# Passage shown
--- Start ---
---
title: "Lecture 8: QR factorizations"
author: "Jamie Haddock"
format: 
    revealjs:
        output-file: Lecture8_slides
        slide-number: true
        chalkboard: 
            buttons: false
        preview-links: auto
        logo: figs/hmc.png
        css: input/slides.css
        incremental: true
        smaller: true
        code-fold: true
    html: 
        code-fold: true
    pdf:
        documentclass: article
        toc: true
        number-sections: true
        geometry:
          - top=1in
          - left=1in
          - bottom=1in
          - right=1in
format-links: false
jupyter: julia-1.9
filters: 
  - input/remove-pause.lua
execute:
  echo: true
  eval: true
---

## Difference of orthogonal vectors

::: {.callout-caution icon=false}
## Exercise: Difference of orthogonal vectors
Suppose that $\mathbf{q}_1$ and $\mathbf{q}_2$ are orthogonal vectors.  Prove then that $$\|\mathbf{q}_1 - \mathbf{q}_2\|^2 = \|\mathbf{q}_1\|^2 + \|\mathbf{q}_2\|^2.$$
:::
<details><summary>Answer:</summary> 

We can expand the norm using the inner product as $$\|\mathbf{q}_1 - \mathbf{q}_2\|^2 = (\mathbf{q}_1 - \mathbf{q}_2)^\top (\mathbf{q}_1 - \mathbf{q}_2) = \mathbf{q}_1^\top \mathbf{q}_1 - 2 \mathbf{q}_1^\top \mathbf{q}_2 + \mathbf{q}_2^\top \mathbf{q}_2 = \|\mathbf{q}_1\|^2 + \|\mathbf{q}_2\|^2.$$
</details>

. . .

There is no possibility of subtractive cancellation here.

::: {.callout-warning icon=false}
## Fact: 
Addition and subtraction of vectors are guaranteed to be well-conditioned when the vectors are orthogonal.
:::

## ONC matrices

::: {.callout-note icon=false}
## Definition: ONC matrix
An **ONC matrix** is one whose columns are an orthonormal set of vectors.
:::

. . .

The following result follows from identifying the possible inner products between columns an ONC matrix.

::: {.callout-warning icon=false}
## Theorem: ONC matrix
Suppose $\mathbf{Q}$ is a real $n \times k$ ONC matrix.  Then

1. $\mathbf{Q}^\top \mathbf{Q} = \mathbf{I}$ (the $k\times k$ identity matrix)
2. $\|\mathbf{Q}\mathbf{x}\|_2 = \|\mathbf{x}\|_2$ for all $k$ vectors $\mathbf{x}$
3. $\|\mathbf{Q}\|_2 = 1$
:::

<details><summary>Proof:</summary> 

1. The first result follows since $(\mathbf{Q}^\top \mathbf{Q})_{ij} = \mathbf{q}_i^\top \mathbf{q}_j$.
--- End ---
# Record extracts
--- Start ---
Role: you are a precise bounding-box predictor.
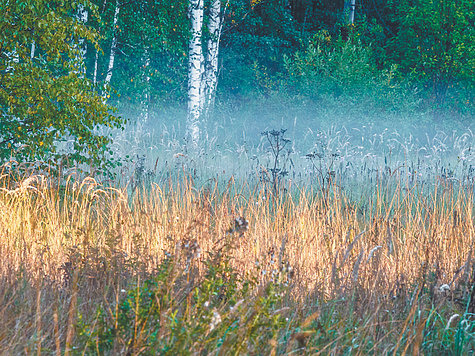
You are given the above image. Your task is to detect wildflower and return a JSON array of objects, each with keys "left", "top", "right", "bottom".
[
  {"left": 209, "top": 309, "right": 221, "bottom": 331},
  {"left": 439, "top": 284, "right": 450, "bottom": 293}
]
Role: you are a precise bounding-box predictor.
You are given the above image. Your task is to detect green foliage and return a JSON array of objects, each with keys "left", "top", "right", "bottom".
[
  {"left": 284, "top": 27, "right": 414, "bottom": 110},
  {"left": 78, "top": 222, "right": 284, "bottom": 355},
  {"left": 0, "top": 0, "right": 122, "bottom": 169},
  {"left": 388, "top": 0, "right": 475, "bottom": 113}
]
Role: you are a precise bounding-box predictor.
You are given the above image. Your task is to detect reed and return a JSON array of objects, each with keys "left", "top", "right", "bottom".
[{"left": 0, "top": 174, "right": 475, "bottom": 355}]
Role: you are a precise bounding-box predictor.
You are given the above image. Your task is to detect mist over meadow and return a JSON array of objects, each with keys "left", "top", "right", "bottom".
[{"left": 0, "top": 0, "right": 475, "bottom": 355}]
--- End ---
# Problems to work on
a – List each of the conclusions that the theorem on ONC matrices in the QR factorizations lecture above draws about a real n × k ONC matrix Q.
b – How does the QR factorizations lecture define an ONC matrix?
c – Carry the QR factorizations lecture forward from its final sentence.

# Answers to the exercises
a –
1. $\mathbf{Q}^\top \mathbf{Q} = \mathbf{I}$ (the $k\times k$ identity matrix)
2. $\|\mathbf{Q}\mathbf{x}\|_2 = \|\mathbf{x}\|_2$ for all $k$ vectors $\mathbf{x}$
3. $\|\mathbf{Q}\|_2 = 1$

b – An ONC matrix is one whose columns are an orthonormal set of vectors.

c –
2. $\|\mathbf{Q}\mathbf{x}\|_2^2 = (\mathbf{Q}\mathbf{x})^\top \mathbf{Q}\mathbf{x} = \mathbf{x}^\top \mathbf{Q}^\top \mathbf{Q} \mathbf{x} = \mathbf{x}^\top \mathbf{x} = \|\mathbf{x}\|_2^2$
3. $\|\mathbf{Q}\|_2 = \max_{\|\mathbf{x}\| = 1} \|\mathbf{Q}\mathbf{x}\|_2 = \max_{\|\mathbf{x}\| = 1} \|\mathbf{x}\|_2 = 1$
</details>

## Orthogonal matrix

::: {.callout-note icon=false}
## Definition: Orthogonal matrix
An **orthogonal matrix** is a square matrix with orthonormal columns.
:::

. . .

Orthogonal matrices have even strong properties than ONC matrices.

::: {.callout-warning icon=false}
## Theorem: Orthogonal matrix
Suppose $\mathbf{Q}$ is an $n \times n$ real orthogonal matrix.  Then
1. $\mathbf{Q}^\top = \mathbf{Q}^{-1}$
2. $\mathbf{Q}^\top$ is also an orthogonal matrix
3. $\kappa(\mathbf{Q}) = 1$ in the 2-norm
4. For any othre $n \times n$ matrix $\mathbf{A}$, $\|\mathbf{A}\mathbf{Q}\|_2 = \|\mathbf{A}\|_2$
5. If $\mathbf{U}$ is another $n \times n$ orthogonal matrix, then $\mathbf{Q}\mathbf{U}$ is also orthogonal.
:::

# Orthogonal factorization

We now come to another important variant of matrix factorization (like the LU factorization).

## QR factorization

::: {.callout-note icon=false}
## Definition: QR factorization
Every real $m \times n$ matrix $\mathbf{A}$ ($m \ge n$) can be written as $\mathbf{A} = \mathbf{Q} \mathbf{R}$ where $\mathbf{Q}$ is an $m \times m$ orthogonal matrix and $\mathbf{R}$ is an $m \times n$ upper triangular matrix.
:::

. . .

In linear algebra, you may have learned to compute the QR factorization through the Gram-Schmidt process, but it turns out this approach is numerically unstable so we'll learn a different technique!

---

Suppose $m \gg n$ and visualize the QR factorization,
$$\mathbf{A} = \begin{bmatrix} \mathbf{q}_1 & \mathbf{q}_2 & \cdots & \mathbf{q}_m \end{bmatrix} \begin{bmatrix} r_{11} & r_{12} & \cdots & r_{1m} \\ 0 & r_{22} & \cdots & r_2m \\ \vdots & \vdots & \ddots & \vdots \\ 0 & 0 & \cdots & r_{nn} \\ 0 & 0 & \cdots & 0 \\ \vdots & \vdots &  & \vdots \\ 0 & 0 & \cdots & 0 \end{bmatrix}.$$

. . .

Note that the many rows of all zeros at the bottom of $\mathbf{R}$ mean that $\mathbf{q}_{n+1}, \mathbf{q}_{n+2}, \cdots, \mathbf{q}_m$ do not contribute to the factorization.

. . .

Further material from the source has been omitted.